*Requisitos do exercício*.
1. Transcreva novamente, do texto sobre o trabalho do filósofo, o trecho que começa com as palavras "Segundo o coordenador" e termina com "afirma o professor.".
2. Responda às perguntas abaixo com base no texto sobre o trabalho do filósofo.
(a) Qual é o destino da maioria dos formados em Filosofia?
(b) Quem é o coordenador do curso de Filosofia da Universidade Federal do Ceará?
(c) Segundo esse coordenador, onde surgiu o dilema entre missão e ofício?
3. Liste todas as pessoas mencionadas pelo nome no texto sobre o trabalho do filósofo.

*Texto de leitura*.
□ □ □ □ □ □ □

10 de julho de 2009

O que faz o filósofo?

Magistério é o destino da maioria dos formados em Filosofia. Outros tantos encontram no curso o complemento para uma visão crítica da carreira profissional escolhida noutra graduação

Luar Maria Brandão
Especial para O POVO
04 Jul 2009 - 15h38min


Nem só de tecnologias vive a sociedade moderna. O cotidiano do mundo permeado por complexos problemas e discussões sociais faz imprescindível o trabalho de profissionais da área de humanas. Nesse contexto, a atuação crítica e radical do filósofo dentro da totalidade do conhecimento é cada vez mais necessária, mas enfrenta certos preconceitos dentro do mercado de trabalho. Ser filósofo é uma missão ou pode ser definido como ofício?

Segundo o coordenador do curso de Filosofia da Universidade Federal do Ceará (UFC), professor José Carlos de Almeida, esse dilema surgiu ainda na Grécia Antiga, quando Sócrates (479-399 a.C) inaugurou a Filosofia Clássica e os pensamentos metafísicos na busca do fundamento último das coisas. Mas hoje esse é de fato um exercício profissional regulamentado, "ainda que existam dúvidas na mente das pessoas", afirma o professor.

□ □ □ □ □ □ □

(Registros contidos em um conjunto de dados)
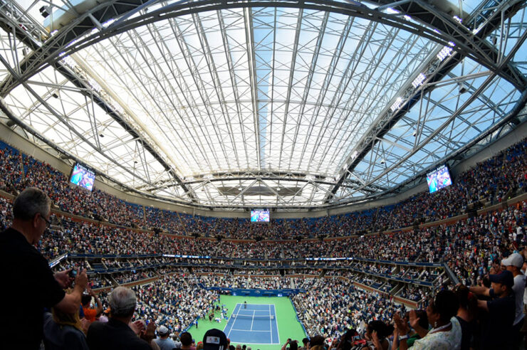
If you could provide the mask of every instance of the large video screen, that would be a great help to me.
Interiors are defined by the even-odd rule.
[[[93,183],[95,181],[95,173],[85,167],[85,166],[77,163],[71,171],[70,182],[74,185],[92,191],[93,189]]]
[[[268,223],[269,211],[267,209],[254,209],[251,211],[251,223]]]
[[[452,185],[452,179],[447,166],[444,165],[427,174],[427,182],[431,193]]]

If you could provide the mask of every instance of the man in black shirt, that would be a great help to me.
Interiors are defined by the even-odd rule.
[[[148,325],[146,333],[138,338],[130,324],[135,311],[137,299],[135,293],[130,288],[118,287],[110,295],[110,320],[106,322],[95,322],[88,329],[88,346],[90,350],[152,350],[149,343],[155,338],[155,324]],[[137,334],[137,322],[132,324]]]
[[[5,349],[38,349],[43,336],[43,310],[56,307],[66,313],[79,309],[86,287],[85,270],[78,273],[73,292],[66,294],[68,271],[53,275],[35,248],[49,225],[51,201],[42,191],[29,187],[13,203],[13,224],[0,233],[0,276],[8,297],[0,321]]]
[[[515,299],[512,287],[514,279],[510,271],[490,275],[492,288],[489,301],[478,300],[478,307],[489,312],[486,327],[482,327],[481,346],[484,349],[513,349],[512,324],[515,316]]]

□ □ □ □ □ □ □

*Soluções dos problemas*.
1.
Segundo o coordenador do curso de Filosofia da Universidade Federal do Ceará (UFC), professor José Carlos de Almeida, esse dilema surgiu ainda na Grécia Antiga, quando Sócrates (479-399 a.C) inaugurou a Filosofia Clássica e os pensamentos metafísicos na busca do fundamento último das coisas. Mas hoje esse é de fato um exercício profissional regulamentado, "ainda que existam dúvidas na mente das pessoas", afirma o professor.

2.
(a) O magistério.
(b) O professor José Carlos de Almeida.
(c) Na Grécia Antiga.

3.
Luar Maria Brandão
José Carlos de Almeida
Sócrates